◆ WHAT YOU WILL DO ◆
Present every line of the records below as a numbered list, leaving out the blank lines.

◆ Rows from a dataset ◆
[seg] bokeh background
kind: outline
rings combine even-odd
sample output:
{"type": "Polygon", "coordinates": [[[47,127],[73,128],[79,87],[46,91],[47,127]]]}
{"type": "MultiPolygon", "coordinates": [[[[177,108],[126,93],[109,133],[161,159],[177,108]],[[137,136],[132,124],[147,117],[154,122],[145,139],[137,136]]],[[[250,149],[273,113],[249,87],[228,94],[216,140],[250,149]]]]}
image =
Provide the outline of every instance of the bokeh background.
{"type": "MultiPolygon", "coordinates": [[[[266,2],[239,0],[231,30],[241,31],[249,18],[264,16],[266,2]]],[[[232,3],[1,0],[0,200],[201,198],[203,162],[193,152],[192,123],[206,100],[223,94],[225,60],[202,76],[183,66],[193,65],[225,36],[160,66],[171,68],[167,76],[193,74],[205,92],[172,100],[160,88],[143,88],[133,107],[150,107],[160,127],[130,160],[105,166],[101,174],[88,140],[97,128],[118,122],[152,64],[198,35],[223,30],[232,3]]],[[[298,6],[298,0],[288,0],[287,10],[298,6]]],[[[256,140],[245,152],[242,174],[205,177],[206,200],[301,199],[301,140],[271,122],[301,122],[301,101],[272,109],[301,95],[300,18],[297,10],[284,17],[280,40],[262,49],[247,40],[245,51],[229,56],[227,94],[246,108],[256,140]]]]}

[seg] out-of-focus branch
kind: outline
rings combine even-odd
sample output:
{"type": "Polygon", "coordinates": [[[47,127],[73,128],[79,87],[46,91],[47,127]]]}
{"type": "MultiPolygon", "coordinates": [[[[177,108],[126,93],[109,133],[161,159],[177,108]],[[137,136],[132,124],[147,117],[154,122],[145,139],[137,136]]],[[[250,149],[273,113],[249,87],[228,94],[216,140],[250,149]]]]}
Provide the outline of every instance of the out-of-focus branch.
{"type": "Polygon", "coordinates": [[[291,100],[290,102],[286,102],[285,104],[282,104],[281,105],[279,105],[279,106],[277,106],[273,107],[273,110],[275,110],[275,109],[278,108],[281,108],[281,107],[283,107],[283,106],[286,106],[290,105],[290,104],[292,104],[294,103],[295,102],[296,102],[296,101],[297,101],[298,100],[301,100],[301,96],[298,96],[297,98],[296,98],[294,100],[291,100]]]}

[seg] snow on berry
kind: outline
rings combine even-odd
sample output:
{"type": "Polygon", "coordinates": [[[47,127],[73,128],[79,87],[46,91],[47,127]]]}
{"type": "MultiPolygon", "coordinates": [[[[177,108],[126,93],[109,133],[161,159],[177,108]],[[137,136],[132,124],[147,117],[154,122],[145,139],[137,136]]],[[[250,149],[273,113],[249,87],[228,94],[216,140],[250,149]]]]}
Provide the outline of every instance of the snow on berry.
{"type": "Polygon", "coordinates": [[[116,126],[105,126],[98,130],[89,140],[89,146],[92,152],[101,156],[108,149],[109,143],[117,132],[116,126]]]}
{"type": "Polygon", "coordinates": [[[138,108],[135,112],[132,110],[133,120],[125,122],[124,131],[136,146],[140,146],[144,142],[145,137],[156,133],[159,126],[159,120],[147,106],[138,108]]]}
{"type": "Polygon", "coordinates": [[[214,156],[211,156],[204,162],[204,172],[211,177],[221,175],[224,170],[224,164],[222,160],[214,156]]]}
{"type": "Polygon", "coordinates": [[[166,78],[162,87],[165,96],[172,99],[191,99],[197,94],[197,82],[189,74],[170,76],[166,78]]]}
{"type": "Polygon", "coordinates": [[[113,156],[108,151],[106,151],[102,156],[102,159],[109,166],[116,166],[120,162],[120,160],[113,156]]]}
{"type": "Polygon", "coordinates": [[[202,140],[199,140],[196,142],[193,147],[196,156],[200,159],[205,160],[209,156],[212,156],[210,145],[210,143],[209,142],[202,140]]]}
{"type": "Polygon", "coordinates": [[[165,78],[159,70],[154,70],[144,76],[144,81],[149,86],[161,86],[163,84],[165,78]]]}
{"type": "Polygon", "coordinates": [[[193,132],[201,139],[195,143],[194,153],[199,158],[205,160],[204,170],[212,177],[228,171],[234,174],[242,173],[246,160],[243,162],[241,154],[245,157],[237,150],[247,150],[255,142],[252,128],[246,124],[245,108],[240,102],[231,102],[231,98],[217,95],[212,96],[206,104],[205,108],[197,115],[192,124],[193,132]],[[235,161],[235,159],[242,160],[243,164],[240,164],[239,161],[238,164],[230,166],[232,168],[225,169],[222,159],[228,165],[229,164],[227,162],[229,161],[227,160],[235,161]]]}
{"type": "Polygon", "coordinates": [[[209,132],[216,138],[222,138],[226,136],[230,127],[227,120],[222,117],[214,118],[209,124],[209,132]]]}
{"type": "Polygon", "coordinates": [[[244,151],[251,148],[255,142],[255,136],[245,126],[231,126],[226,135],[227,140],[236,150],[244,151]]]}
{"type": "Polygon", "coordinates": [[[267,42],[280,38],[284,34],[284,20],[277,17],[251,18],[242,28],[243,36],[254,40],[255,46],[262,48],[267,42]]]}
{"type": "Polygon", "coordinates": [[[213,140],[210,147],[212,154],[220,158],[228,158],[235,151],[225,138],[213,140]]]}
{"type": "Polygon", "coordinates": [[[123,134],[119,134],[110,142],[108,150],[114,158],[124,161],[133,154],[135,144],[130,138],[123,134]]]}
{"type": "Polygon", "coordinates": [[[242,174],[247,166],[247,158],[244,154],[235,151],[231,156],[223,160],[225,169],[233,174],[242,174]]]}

◆ THE REPLY ◆
1. [seg] bokeh background
2. kind: outline
3. rings combine even-odd
4. sample output:
5. {"type": "Polygon", "coordinates": [[[47,127],[73,128],[79,87],[46,91],[47,127]]]}
6. {"type": "MultiPolygon", "coordinates": [[[[177,108],[126,93],[109,133],[161,159],[177,108]],[[137,136],[132,124],[147,117],[154,122],[145,139],[137,136]]],[[[250,149],[273,113],[249,87],[228,94],[216,140],[250,149]]]]}
7. image =
8. Provide the outline of every instance of the bokeh background.
9. {"type": "MultiPolygon", "coordinates": [[[[266,2],[239,0],[231,30],[241,31],[249,18],[264,16],[266,2]]],[[[232,3],[1,0],[0,200],[201,198],[203,162],[193,152],[192,123],[206,100],[223,94],[225,60],[202,76],[183,66],[193,65],[225,36],[160,66],[171,68],[167,76],[193,74],[205,92],[172,100],[160,88],[143,88],[133,107],[150,107],[160,127],[130,160],[105,166],[101,174],[88,140],[97,128],[118,122],[152,64],[198,35],[223,30],[232,3]]],[[[298,6],[298,0],[288,0],[287,10],[298,6]]],[[[256,140],[245,152],[242,174],[205,177],[206,200],[301,199],[301,140],[271,122],[301,122],[301,101],[272,109],[301,95],[300,18],[297,10],[284,17],[280,40],[262,49],[247,40],[245,51],[229,56],[227,94],[246,108],[256,140]]]]}
10. [seg] out-of-focus branch
11. kind: outline
12. rings combine even-odd
13. sample output:
14. {"type": "Polygon", "coordinates": [[[47,127],[73,128],[79,87],[46,91],[47,127]]]}
15. {"type": "MultiPolygon", "coordinates": [[[[177,108],[126,93],[109,133],[161,159],[177,108]],[[137,136],[132,124],[147,117],[154,122],[145,139],[137,136]]],[[[250,149],[273,113],[249,87],[228,94],[216,140],[250,149]]]]}
16. Provide the outline of every instance of the out-of-focus branch.
17. {"type": "Polygon", "coordinates": [[[291,100],[290,102],[286,102],[285,104],[282,104],[281,105],[279,105],[279,106],[277,106],[273,107],[273,110],[275,110],[275,109],[278,108],[281,108],[281,107],[283,107],[283,106],[286,106],[290,105],[290,104],[292,104],[294,103],[295,102],[296,102],[296,101],[297,101],[298,100],[301,100],[301,96],[298,96],[297,98],[296,98],[294,100],[291,100]]]}
18. [seg] snow on berry
19. kind: outline
20. rings combine even-odd
21. sample output:
22. {"type": "Polygon", "coordinates": [[[47,127],[73,128],[79,87],[46,91],[47,127]]]}
23. {"type": "MultiPolygon", "coordinates": [[[[177,108],[126,93],[109,133],[161,159],[177,108]],[[137,136],[132,124],[147,117],[154,122],[145,139],[137,136]]],[[[250,149],[273,113],[249,87],[228,94],[216,140],[250,149]]]]}
24. Provide the outline of every instance of the snow on berry.
25. {"type": "Polygon", "coordinates": [[[116,126],[105,126],[98,130],[89,140],[89,146],[92,152],[101,156],[108,149],[109,143],[117,132],[116,126]]]}
26. {"type": "Polygon", "coordinates": [[[138,108],[135,112],[132,110],[133,120],[125,122],[124,131],[136,146],[140,146],[144,142],[145,137],[156,133],[159,126],[159,120],[147,106],[138,108]]]}
27. {"type": "Polygon", "coordinates": [[[214,156],[211,156],[204,162],[204,172],[211,177],[221,175],[224,170],[224,164],[222,160],[214,156]]]}
28. {"type": "Polygon", "coordinates": [[[166,78],[162,87],[165,96],[172,99],[191,99],[197,94],[197,82],[189,74],[170,76],[166,78]]]}
29. {"type": "Polygon", "coordinates": [[[113,156],[108,151],[106,151],[102,156],[102,159],[109,166],[116,166],[120,162],[120,160],[113,156]]]}
30. {"type": "Polygon", "coordinates": [[[202,140],[199,140],[196,142],[193,147],[196,156],[200,159],[205,160],[209,156],[212,156],[210,145],[210,143],[209,142],[202,140]]]}
31. {"type": "Polygon", "coordinates": [[[165,78],[159,70],[154,70],[144,76],[144,81],[149,86],[161,86],[163,84],[165,78]]]}
32. {"type": "Polygon", "coordinates": [[[193,132],[201,139],[195,143],[194,153],[199,158],[205,160],[204,170],[212,177],[228,171],[234,174],[242,173],[246,160],[243,162],[241,154],[245,157],[237,150],[247,150],[255,142],[252,128],[246,124],[245,108],[240,102],[231,102],[231,98],[217,95],[212,96],[206,104],[205,108],[197,115],[192,124],[193,132]],[[235,161],[235,159],[242,160],[243,164],[240,164],[239,161],[238,164],[230,166],[232,168],[225,169],[222,159],[228,165],[229,164],[227,162],[229,161],[227,160],[235,161]]]}
33. {"type": "Polygon", "coordinates": [[[209,132],[216,138],[222,138],[226,136],[230,127],[227,120],[222,117],[214,118],[209,124],[209,132]]]}
34. {"type": "Polygon", "coordinates": [[[244,151],[251,148],[255,142],[255,136],[245,126],[231,126],[226,135],[227,140],[236,150],[244,151]]]}
35. {"type": "Polygon", "coordinates": [[[267,42],[280,38],[284,34],[284,20],[277,17],[251,18],[242,28],[243,36],[254,40],[255,46],[262,48],[267,42]]]}
36. {"type": "Polygon", "coordinates": [[[213,140],[210,147],[212,154],[220,158],[228,158],[235,151],[225,138],[213,140]]]}
37. {"type": "Polygon", "coordinates": [[[123,134],[119,134],[110,142],[108,150],[114,158],[124,161],[133,154],[135,144],[130,138],[123,134]]]}
38. {"type": "Polygon", "coordinates": [[[242,174],[247,166],[247,158],[244,154],[235,151],[231,156],[223,160],[225,169],[233,174],[242,174]]]}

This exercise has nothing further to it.